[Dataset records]
════════════════════
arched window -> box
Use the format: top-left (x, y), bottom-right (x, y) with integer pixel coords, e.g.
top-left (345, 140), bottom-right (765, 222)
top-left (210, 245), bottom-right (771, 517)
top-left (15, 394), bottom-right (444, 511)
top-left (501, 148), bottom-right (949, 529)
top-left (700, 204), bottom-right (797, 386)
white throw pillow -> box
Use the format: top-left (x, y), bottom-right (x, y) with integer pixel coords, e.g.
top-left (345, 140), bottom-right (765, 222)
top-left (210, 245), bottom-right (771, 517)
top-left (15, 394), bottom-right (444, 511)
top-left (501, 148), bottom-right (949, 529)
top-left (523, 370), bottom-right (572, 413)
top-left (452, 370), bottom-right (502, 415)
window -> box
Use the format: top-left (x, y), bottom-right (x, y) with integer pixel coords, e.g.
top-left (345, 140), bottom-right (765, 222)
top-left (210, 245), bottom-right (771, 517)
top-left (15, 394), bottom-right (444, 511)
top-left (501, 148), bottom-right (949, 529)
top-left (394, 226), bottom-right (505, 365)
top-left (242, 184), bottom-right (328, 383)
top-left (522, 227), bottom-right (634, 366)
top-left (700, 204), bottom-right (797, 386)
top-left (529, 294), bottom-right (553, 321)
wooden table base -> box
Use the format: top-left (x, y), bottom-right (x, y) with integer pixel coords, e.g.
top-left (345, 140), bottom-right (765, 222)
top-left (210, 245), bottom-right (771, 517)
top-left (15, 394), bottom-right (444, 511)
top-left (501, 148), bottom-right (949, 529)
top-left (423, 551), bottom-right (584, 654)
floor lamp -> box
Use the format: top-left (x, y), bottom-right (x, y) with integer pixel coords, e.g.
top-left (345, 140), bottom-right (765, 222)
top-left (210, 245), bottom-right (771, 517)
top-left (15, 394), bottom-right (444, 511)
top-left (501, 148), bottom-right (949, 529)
════════════════════
**Work required:** Reproduce every line of the entries above without any changes.

**Final result:**
arched window -> box
Use the format: top-left (x, y), bottom-right (x, y) with integer pixel coords, e.g.
top-left (345, 140), bottom-right (765, 222)
top-left (210, 245), bottom-right (771, 517)
top-left (15, 394), bottom-right (444, 511)
top-left (501, 148), bottom-right (949, 529)
top-left (700, 204), bottom-right (797, 386)
white throw pillow -> box
Use the format: top-left (x, y), bottom-right (x, y) with integer pixel coords, e.g.
top-left (345, 140), bottom-right (765, 222)
top-left (210, 245), bottom-right (771, 517)
top-left (15, 394), bottom-right (444, 511)
top-left (501, 148), bottom-right (949, 529)
top-left (523, 370), bottom-right (572, 413)
top-left (452, 370), bottom-right (502, 415)
window -> box
Use the format: top-left (x, y), bottom-right (x, y) with integer pixel coords, e.g.
top-left (345, 140), bottom-right (765, 222)
top-left (210, 245), bottom-right (771, 517)
top-left (15, 394), bottom-right (444, 511)
top-left (501, 148), bottom-right (949, 529)
top-left (394, 226), bottom-right (505, 365)
top-left (242, 184), bottom-right (328, 383)
top-left (522, 227), bottom-right (634, 366)
top-left (700, 204), bottom-right (797, 386)
top-left (529, 294), bottom-right (553, 321)
wooden table base -> box
Use the format: top-left (x, y), bottom-right (x, y) with integer pixel coords, e.g.
top-left (345, 140), bottom-right (765, 222)
top-left (210, 245), bottom-right (771, 517)
top-left (15, 394), bottom-right (444, 511)
top-left (501, 148), bottom-right (949, 529)
top-left (423, 551), bottom-right (584, 654)
floor lamp -> box
Use the format: top-left (x, y), bottom-right (x, y) with integer pixel coords, e.g.
top-left (345, 140), bottom-right (765, 222)
top-left (210, 245), bottom-right (771, 517)
top-left (15, 394), bottom-right (444, 511)
top-left (501, 148), bottom-right (949, 529)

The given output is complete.